Collected data
****
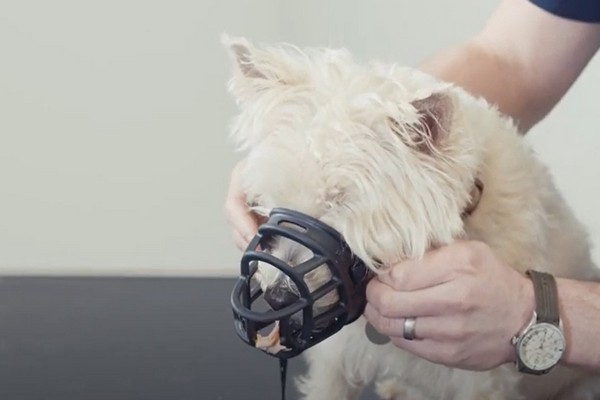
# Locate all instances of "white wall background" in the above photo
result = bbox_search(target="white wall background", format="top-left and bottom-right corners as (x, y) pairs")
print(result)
(0, 0), (598, 276)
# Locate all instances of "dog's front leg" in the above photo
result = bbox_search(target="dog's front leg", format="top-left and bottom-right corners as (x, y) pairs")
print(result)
(296, 344), (362, 400)
(296, 360), (360, 400)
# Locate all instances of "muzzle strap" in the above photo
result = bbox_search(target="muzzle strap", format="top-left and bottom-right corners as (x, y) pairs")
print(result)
(279, 358), (287, 400)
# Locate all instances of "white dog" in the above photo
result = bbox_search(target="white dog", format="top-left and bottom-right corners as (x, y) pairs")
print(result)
****
__Work task__.
Every record must be duplicated exactly, except for the pictures, which are left out.

__Task result__.
# Locate all instances of "white wall background" in the above photo
result = bbox_search(target="white wall background", format="top-left and bottom-right corners as (x, y) pairs")
print(result)
(0, 0), (598, 276)
# Locate all instances of "dog's front leg" in the above photo
result = bbox_search(target="dog's front leg", format="top-left and bottom-right corners as (x, y) pairs")
print(result)
(296, 344), (362, 400)
(296, 360), (360, 400)
# Locate all instances of "muzzle strap" in the above photo
result = bbox_search(target="muzzle strap", format="top-left and bottom-right corners as (x, y) pairs")
print(result)
(279, 358), (287, 400)
# Locate all instances of "white dog" in the above photo
result = bbox_search(target="white dog", format="top-left and bottom-right corners as (x, y) pairs")
print(result)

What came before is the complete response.